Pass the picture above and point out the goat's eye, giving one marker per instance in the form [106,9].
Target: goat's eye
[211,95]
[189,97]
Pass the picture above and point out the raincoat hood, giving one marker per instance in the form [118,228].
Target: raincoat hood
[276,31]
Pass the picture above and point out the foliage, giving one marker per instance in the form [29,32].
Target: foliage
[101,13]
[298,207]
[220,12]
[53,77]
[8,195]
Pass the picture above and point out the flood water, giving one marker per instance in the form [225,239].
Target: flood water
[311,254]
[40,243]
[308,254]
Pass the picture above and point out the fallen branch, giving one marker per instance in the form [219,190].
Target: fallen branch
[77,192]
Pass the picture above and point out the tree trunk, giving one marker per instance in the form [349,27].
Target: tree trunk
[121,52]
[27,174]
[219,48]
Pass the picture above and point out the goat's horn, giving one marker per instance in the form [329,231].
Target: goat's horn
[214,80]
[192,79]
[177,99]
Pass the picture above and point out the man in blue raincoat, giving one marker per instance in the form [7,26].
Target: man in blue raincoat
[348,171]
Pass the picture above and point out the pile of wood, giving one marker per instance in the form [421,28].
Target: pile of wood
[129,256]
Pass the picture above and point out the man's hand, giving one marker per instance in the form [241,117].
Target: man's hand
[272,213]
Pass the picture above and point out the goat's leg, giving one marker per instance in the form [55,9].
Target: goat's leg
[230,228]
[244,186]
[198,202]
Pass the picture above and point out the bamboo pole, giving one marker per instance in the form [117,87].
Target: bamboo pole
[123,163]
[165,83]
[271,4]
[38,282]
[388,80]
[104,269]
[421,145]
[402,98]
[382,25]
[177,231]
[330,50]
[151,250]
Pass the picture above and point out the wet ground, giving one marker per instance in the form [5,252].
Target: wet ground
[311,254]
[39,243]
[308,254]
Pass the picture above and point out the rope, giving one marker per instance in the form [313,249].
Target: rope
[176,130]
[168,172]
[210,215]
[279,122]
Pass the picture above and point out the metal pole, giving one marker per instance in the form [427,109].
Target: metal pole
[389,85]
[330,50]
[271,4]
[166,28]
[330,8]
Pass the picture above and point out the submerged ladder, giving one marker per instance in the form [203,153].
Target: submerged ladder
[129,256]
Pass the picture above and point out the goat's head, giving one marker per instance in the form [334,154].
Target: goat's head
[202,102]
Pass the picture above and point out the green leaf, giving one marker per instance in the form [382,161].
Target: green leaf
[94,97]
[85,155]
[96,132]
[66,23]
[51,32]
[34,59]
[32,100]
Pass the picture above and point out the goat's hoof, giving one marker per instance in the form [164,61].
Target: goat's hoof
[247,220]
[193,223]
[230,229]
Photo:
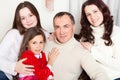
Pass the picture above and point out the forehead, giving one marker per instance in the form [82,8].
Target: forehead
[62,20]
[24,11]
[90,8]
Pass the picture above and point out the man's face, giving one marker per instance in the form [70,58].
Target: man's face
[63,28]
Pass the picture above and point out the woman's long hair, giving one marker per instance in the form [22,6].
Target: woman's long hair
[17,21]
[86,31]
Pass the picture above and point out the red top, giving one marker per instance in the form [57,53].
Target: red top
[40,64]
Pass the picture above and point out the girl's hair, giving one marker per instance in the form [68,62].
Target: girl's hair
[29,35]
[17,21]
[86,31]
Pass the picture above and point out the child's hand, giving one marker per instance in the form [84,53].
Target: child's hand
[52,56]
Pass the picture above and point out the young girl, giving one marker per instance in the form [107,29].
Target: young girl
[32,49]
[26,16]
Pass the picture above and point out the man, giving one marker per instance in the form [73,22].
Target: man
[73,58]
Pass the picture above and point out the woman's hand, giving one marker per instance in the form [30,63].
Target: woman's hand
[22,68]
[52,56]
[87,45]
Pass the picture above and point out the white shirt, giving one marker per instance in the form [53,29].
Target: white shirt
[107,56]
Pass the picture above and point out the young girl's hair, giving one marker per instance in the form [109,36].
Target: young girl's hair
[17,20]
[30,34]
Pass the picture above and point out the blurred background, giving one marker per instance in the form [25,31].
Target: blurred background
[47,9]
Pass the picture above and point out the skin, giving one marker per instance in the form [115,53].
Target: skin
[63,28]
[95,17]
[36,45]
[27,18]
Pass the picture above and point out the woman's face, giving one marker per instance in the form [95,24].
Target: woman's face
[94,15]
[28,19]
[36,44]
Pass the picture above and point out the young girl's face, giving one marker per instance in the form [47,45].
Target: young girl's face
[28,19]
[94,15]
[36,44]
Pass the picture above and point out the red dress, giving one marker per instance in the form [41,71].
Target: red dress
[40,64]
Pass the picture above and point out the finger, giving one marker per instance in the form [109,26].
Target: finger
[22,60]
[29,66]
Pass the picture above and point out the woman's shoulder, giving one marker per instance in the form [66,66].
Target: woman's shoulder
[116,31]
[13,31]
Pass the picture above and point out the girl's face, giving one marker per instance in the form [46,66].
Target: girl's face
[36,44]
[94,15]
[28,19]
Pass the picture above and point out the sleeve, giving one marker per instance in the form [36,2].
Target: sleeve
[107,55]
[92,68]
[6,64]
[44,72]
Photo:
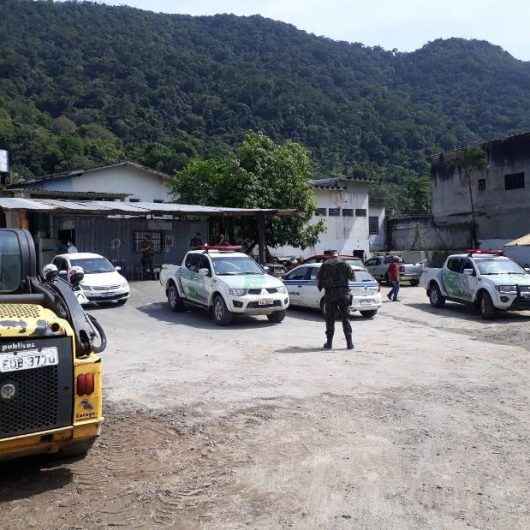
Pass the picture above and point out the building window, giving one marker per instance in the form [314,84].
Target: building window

...

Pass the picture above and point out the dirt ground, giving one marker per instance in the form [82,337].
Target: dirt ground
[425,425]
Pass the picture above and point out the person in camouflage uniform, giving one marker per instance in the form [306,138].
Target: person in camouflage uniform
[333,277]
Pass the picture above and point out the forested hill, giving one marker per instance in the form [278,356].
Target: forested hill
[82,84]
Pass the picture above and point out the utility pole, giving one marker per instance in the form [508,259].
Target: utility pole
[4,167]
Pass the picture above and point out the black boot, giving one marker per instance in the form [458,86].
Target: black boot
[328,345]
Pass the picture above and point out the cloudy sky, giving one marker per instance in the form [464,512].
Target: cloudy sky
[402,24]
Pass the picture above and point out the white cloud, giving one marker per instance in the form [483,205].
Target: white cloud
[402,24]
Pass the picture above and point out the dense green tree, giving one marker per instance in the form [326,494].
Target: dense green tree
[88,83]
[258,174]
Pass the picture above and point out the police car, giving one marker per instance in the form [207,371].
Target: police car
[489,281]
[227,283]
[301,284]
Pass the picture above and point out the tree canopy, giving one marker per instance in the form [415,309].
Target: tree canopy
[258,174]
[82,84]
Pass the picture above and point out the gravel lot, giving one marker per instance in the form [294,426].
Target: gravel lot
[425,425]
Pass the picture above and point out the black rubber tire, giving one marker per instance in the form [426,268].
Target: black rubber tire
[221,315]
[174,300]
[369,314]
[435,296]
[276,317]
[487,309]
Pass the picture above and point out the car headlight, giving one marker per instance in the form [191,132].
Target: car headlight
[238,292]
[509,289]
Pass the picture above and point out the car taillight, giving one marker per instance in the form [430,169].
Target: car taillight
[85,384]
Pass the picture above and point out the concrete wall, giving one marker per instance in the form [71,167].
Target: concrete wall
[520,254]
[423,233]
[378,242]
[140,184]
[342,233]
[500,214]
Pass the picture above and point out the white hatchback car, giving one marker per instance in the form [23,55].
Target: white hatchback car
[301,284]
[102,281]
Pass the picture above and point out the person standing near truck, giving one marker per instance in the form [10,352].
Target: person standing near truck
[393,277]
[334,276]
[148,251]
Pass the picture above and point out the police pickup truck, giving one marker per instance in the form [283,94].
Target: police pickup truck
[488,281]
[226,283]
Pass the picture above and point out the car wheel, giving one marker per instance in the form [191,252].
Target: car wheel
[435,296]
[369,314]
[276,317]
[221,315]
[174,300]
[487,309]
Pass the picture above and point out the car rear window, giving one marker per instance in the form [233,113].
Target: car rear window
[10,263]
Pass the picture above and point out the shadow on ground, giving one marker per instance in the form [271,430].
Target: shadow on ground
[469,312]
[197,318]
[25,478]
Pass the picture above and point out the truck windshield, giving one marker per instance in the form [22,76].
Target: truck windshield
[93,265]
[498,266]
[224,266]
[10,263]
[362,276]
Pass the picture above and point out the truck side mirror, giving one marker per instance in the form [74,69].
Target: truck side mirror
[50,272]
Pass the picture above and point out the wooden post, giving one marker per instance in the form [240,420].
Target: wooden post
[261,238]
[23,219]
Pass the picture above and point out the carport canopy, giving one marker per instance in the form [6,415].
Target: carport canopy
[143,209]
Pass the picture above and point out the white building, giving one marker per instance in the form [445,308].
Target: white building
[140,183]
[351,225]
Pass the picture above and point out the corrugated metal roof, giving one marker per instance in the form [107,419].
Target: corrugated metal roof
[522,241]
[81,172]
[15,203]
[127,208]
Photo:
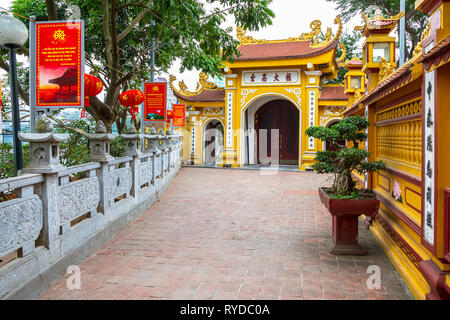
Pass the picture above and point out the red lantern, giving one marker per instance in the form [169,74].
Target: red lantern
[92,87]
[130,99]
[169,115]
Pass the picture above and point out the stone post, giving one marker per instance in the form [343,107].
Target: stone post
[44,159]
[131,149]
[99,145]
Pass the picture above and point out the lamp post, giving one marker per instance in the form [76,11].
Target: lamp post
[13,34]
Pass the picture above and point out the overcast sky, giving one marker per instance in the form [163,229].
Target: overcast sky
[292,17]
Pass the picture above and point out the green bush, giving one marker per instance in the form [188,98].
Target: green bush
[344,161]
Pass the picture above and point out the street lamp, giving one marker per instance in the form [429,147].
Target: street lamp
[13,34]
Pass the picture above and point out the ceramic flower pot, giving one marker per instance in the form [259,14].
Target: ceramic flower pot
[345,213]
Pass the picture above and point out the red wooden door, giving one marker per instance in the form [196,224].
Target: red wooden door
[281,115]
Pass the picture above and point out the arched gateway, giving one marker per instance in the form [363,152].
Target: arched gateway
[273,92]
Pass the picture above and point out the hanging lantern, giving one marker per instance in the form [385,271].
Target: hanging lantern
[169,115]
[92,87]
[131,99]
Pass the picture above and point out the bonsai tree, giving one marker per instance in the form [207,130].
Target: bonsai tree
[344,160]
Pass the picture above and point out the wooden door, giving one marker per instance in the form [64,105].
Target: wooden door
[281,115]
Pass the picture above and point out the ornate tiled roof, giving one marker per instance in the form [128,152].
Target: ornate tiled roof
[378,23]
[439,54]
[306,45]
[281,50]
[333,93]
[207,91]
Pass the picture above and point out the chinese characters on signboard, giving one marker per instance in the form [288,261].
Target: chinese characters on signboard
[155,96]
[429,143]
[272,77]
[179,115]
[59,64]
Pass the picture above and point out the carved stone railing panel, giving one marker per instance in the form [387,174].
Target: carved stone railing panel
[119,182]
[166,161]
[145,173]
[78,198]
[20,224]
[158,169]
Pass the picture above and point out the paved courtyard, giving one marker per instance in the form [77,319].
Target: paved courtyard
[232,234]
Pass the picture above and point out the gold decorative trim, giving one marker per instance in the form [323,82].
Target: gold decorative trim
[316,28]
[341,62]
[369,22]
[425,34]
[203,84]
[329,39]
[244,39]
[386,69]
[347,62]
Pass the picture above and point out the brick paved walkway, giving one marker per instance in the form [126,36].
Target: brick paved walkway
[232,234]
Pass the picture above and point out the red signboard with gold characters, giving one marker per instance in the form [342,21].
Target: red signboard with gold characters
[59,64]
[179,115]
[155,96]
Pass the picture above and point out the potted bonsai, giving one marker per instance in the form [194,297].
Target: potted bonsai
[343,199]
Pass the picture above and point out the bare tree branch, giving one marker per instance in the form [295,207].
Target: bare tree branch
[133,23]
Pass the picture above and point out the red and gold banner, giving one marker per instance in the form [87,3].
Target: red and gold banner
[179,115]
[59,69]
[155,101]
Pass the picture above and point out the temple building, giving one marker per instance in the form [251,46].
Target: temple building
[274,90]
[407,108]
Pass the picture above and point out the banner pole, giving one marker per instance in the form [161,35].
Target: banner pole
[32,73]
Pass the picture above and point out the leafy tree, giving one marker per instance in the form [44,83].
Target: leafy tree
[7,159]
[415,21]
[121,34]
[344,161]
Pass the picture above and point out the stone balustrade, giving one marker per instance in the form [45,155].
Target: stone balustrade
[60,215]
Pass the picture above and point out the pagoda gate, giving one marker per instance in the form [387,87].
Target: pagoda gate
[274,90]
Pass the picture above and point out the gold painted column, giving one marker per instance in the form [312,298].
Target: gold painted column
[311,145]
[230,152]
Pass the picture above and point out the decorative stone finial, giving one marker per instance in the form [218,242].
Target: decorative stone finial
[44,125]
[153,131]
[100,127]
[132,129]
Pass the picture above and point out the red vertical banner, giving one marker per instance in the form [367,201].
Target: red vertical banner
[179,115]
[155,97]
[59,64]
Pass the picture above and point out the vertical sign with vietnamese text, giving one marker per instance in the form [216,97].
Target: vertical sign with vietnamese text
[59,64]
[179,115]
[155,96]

...

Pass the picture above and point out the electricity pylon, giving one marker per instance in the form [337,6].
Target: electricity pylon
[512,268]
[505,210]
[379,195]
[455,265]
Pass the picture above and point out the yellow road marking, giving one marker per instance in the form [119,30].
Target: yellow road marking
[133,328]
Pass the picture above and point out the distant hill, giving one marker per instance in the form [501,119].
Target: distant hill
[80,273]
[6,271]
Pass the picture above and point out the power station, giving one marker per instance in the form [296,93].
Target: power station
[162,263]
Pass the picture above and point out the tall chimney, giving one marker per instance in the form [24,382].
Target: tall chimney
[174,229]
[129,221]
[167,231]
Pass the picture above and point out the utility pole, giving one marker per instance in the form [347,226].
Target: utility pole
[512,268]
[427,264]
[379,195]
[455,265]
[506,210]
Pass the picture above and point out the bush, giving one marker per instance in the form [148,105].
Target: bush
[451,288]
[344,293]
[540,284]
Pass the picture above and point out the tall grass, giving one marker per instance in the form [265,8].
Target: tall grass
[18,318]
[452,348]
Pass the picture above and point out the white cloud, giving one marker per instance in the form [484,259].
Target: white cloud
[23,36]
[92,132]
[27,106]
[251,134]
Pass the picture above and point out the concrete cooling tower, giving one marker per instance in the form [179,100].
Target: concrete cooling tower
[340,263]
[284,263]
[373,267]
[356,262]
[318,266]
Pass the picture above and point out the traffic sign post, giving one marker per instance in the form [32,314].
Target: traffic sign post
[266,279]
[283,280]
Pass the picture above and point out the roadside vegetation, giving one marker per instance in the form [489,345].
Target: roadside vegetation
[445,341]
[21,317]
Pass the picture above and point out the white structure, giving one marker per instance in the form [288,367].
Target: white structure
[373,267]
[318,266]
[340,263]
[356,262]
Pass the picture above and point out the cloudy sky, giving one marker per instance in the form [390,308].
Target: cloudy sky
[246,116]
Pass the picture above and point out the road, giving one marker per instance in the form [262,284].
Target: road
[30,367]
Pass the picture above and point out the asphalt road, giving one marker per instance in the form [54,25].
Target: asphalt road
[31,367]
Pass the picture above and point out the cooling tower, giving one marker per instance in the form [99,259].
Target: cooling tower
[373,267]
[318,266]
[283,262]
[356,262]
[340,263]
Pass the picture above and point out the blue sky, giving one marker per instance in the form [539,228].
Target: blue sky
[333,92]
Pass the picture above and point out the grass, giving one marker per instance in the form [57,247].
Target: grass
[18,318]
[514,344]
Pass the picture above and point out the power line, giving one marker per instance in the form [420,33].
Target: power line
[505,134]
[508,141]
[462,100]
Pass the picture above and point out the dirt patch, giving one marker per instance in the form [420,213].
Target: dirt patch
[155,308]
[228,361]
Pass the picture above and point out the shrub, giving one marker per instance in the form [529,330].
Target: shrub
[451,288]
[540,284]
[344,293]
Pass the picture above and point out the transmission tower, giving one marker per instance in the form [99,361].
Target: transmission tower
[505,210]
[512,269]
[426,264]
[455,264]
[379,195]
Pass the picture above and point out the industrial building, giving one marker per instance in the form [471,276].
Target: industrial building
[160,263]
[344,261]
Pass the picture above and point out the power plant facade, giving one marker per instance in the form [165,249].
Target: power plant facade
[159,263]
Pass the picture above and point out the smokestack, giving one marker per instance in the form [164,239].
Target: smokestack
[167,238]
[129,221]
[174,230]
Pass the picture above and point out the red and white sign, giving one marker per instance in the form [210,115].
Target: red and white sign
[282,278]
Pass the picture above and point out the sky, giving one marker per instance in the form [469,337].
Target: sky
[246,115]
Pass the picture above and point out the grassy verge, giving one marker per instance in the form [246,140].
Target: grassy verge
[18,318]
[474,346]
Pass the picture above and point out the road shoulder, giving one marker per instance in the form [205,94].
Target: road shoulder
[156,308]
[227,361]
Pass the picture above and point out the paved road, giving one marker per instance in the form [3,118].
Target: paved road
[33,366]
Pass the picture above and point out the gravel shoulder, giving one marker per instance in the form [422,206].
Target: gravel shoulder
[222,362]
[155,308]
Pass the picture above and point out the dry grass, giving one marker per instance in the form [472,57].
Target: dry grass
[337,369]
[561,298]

GIVEN PROBLEM
Identify every line in the material above that contains the word "walkway", and copy each of those lines in full.

THE ANSWER
Pass the picture above and point out the brick paved walkway, giving one marker per instance in the form [126,36].
Target: brick paved walkway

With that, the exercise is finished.